Task details → Report each line of the data that has "orange" somewhere in it.

━━━━━ Data records ━━━━━

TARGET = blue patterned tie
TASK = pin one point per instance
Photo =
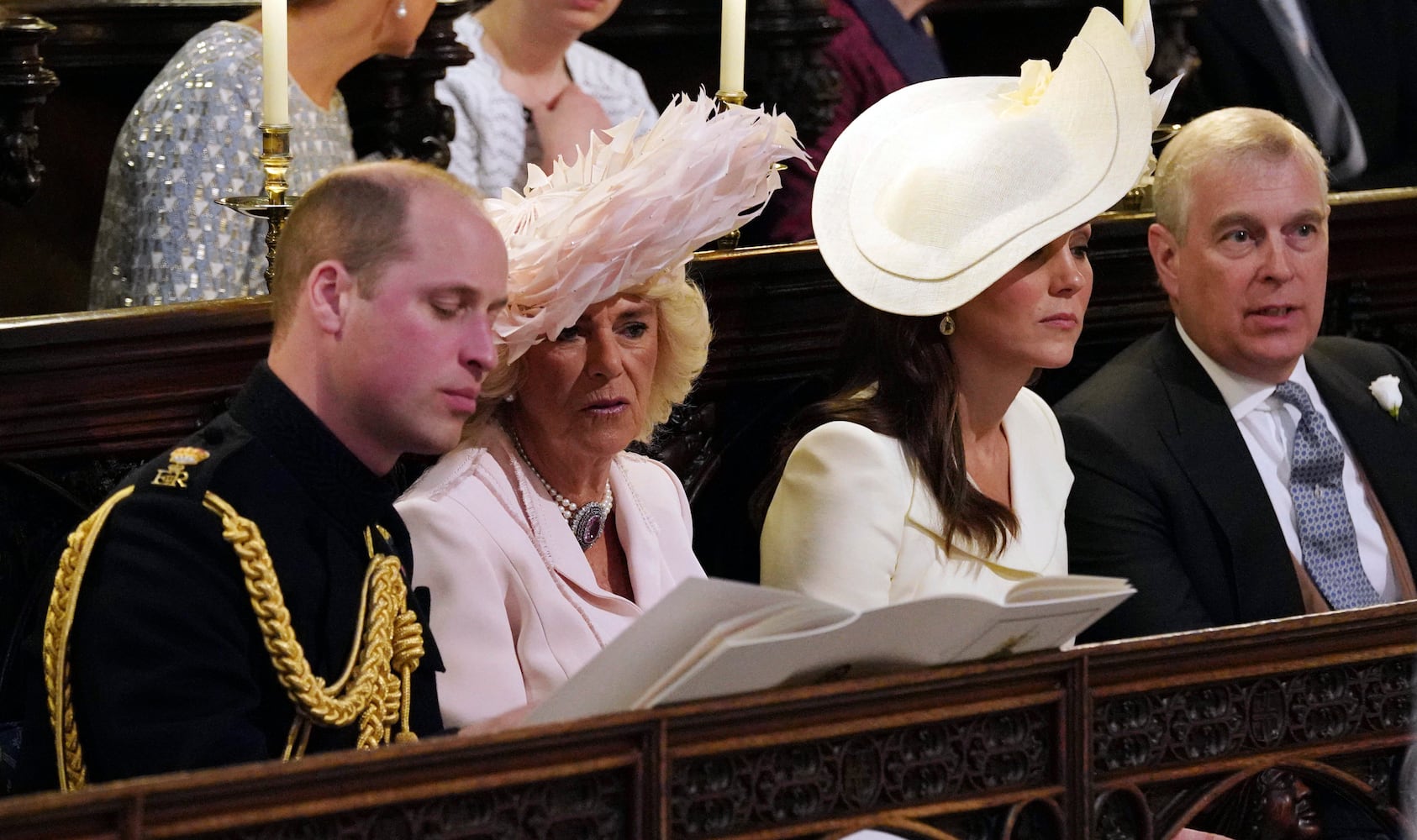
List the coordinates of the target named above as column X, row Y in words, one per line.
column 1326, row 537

━━━━━
━━━━━ Data records ━━━━━

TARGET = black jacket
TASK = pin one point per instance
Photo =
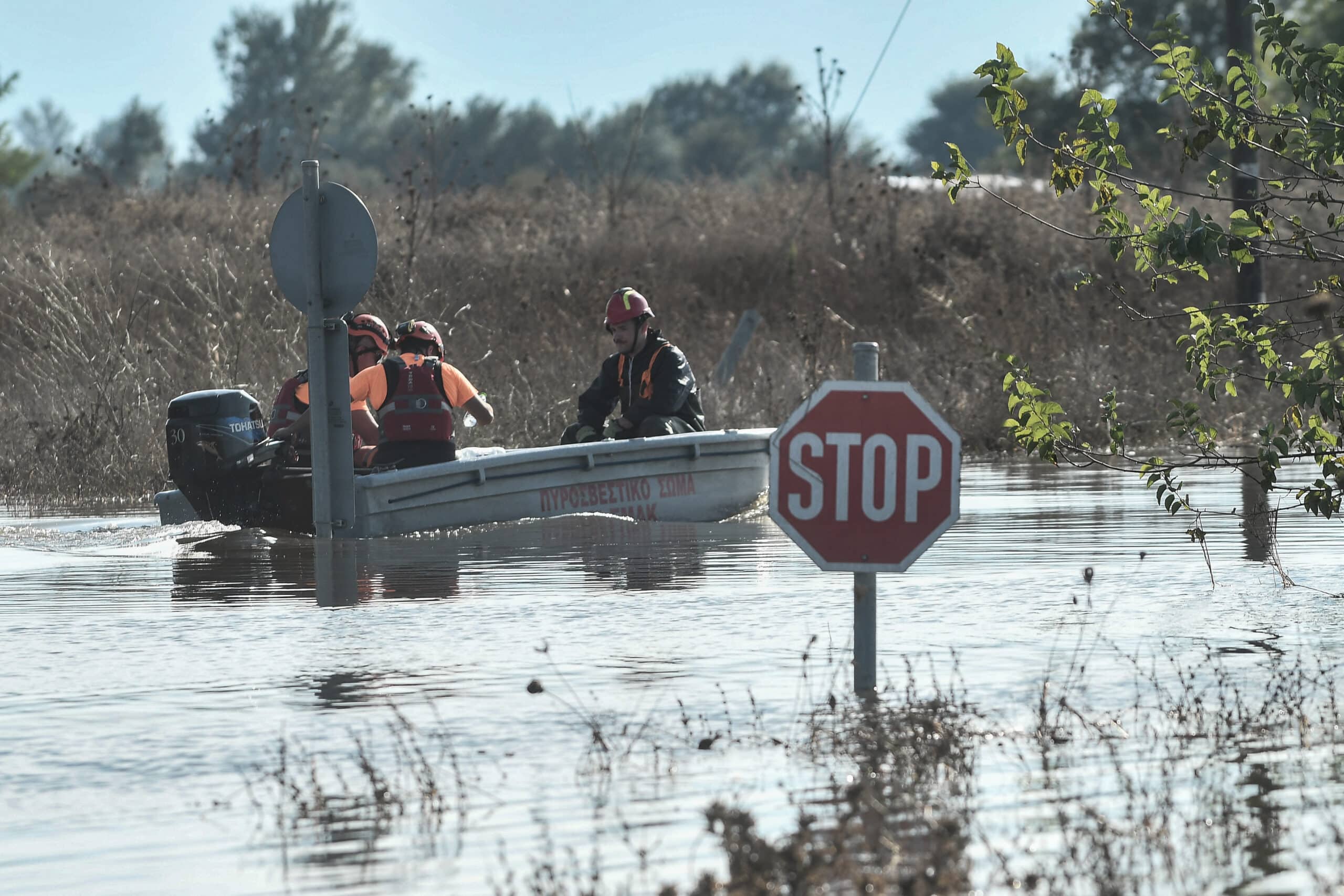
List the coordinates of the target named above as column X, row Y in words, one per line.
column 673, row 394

━━━━━
━━━━━ Data records ━━━━━

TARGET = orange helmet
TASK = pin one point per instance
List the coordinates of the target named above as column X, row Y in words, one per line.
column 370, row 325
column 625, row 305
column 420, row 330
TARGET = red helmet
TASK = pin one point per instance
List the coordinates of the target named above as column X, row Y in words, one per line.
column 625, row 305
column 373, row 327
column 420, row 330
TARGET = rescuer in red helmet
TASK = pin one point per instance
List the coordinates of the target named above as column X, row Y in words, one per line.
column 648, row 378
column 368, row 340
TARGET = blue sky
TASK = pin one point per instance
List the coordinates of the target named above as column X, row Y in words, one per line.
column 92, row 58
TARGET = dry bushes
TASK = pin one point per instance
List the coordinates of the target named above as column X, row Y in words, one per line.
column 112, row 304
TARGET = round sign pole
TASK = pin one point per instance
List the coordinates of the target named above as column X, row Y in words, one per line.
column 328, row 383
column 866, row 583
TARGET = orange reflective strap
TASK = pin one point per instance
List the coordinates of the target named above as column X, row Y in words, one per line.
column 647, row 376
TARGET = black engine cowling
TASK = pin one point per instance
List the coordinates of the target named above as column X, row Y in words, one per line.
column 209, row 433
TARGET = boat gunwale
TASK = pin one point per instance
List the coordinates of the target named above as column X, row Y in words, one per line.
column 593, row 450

━━━━━

Solution →
TARGET = orange helmet
TARGET = orange reflective strap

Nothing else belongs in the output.